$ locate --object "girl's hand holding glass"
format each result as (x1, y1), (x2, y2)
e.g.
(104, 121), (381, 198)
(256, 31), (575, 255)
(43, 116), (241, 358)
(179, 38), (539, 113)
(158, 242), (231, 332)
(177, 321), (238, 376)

- Set problem
Print all of the lines above again, character for character, with nothing changed.

- Correct result
$ locate --object "girl's hand holding glass"
format each result as (x1, y1), (x2, y2)
e.g.
(104, 121), (381, 198)
(256, 31), (575, 255)
(43, 116), (241, 358)
(179, 38), (539, 113)
(158, 242), (231, 332)
(177, 321), (238, 376)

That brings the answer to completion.